##### Entries supplied #####

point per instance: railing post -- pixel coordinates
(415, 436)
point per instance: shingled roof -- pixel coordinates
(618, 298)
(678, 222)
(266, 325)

#####

- [Set problem]: Rewrite all the records above, replacing each occurrence of "pixel coordinates" with "image coordinates" and keeping everything else unchanged.

- [Exercise answer]:
point per instance: railing post -- image coordinates
(415, 436)
point per instance: shingled roof -- image coordinates
(618, 298)
(678, 222)
(266, 325)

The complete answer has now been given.